> [What to produce] Give the records again, every one, exactly.
---- Information given
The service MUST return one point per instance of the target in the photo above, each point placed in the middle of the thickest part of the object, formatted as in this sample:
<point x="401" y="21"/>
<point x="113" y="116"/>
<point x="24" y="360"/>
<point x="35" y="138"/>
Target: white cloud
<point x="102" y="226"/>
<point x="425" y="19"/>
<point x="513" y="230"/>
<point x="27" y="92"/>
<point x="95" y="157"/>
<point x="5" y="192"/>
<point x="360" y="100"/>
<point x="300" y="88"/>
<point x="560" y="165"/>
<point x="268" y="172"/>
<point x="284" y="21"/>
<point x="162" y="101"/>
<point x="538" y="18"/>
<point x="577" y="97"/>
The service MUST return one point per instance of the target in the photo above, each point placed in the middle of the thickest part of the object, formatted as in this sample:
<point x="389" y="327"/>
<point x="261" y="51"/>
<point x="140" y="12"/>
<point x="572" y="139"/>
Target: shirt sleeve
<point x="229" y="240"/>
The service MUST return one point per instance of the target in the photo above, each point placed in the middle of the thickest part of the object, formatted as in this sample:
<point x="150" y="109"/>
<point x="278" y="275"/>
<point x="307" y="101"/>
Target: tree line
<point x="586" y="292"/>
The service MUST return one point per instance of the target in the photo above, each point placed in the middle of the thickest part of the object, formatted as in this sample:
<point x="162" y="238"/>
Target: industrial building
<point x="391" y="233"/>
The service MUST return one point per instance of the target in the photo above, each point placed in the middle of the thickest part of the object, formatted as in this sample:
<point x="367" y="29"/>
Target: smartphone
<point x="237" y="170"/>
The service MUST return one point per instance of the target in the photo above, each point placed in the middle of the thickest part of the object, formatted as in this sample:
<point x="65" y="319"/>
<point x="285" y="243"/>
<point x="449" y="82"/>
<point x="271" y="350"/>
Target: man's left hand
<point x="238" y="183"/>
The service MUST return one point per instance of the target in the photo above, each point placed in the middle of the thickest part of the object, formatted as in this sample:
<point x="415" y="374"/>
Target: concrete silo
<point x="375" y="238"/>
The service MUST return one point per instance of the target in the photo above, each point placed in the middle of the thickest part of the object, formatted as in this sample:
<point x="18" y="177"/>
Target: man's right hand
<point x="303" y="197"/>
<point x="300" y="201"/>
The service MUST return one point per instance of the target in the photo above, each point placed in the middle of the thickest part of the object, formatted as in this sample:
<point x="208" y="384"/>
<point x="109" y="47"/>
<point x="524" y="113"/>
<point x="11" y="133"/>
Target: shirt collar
--------
> [Expected answer]
The service MUST return one point per instance of the target in the photo above, each point placed in the middle of the thickest part of the object, formatted as in this sample:
<point x="401" y="21"/>
<point x="113" y="116"/>
<point x="24" y="360"/>
<point x="35" y="138"/>
Target: white cloud
<point x="102" y="226"/>
<point x="425" y="19"/>
<point x="513" y="230"/>
<point x="27" y="92"/>
<point x="95" y="157"/>
<point x="5" y="192"/>
<point x="360" y="100"/>
<point x="300" y="88"/>
<point x="560" y="165"/>
<point x="268" y="172"/>
<point x="284" y="21"/>
<point x="162" y="101"/>
<point x="538" y="18"/>
<point x="577" y="97"/>
The service MUST return one point per instance of the target in the photo above, each point placed in the middle of the thickest part of the object, formatted as in this sample:
<point x="389" y="327"/>
<point x="261" y="51"/>
<point x="140" y="12"/>
<point x="572" y="139"/>
Target: shirt sleeve
<point x="229" y="240"/>
The service MUST return one point per instance of the target in the photo above, each point placed in the middle of the thickest part of the object, formatted as in this sample:
<point x="150" y="109"/>
<point x="278" y="275"/>
<point x="307" y="101"/>
Target: tree line
<point x="586" y="292"/>
The service MUST return one point per instance of the target in the photo above, each point placed in the middle of the thickest part of the object, formatted as in this sample:
<point x="162" y="238"/>
Target: industrial building
<point x="391" y="233"/>
The service MUST return one point per instance of the target in the photo above, each point placed in the middle of the thickest part of the object, formatted as in this sample:
<point x="367" y="29"/>
Target: smartphone
<point x="237" y="170"/>
The service MUST return one point per instance of the target in the photo above, each point placed in the middle of the thickest part of the object, formatted as in this sample:
<point x="65" y="319"/>
<point x="285" y="243"/>
<point x="449" y="82"/>
<point x="271" y="350"/>
Target: man's left hand
<point x="238" y="183"/>
The service MUST return one point per instance of the target in the photo above, each point placed in the middle of the thickest part of the object, formatted as in this sample:
<point x="415" y="374"/>
Target: concrete silo
<point x="375" y="238"/>
The service MUST return one point per instance of the target in the photo above, each point placed in the middle of the thickest part of the object, formatted as in this sample:
<point x="18" y="177"/>
Target: man's right hand
<point x="303" y="197"/>
<point x="300" y="201"/>
The service MUST return one point per instance of the target in the photo above, each point placed in the middle of the thickest part of the object, formatted as in this sample:
<point x="208" y="384"/>
<point x="109" y="47"/>
<point x="524" y="113"/>
<point x="11" y="133"/>
Target: shirt collar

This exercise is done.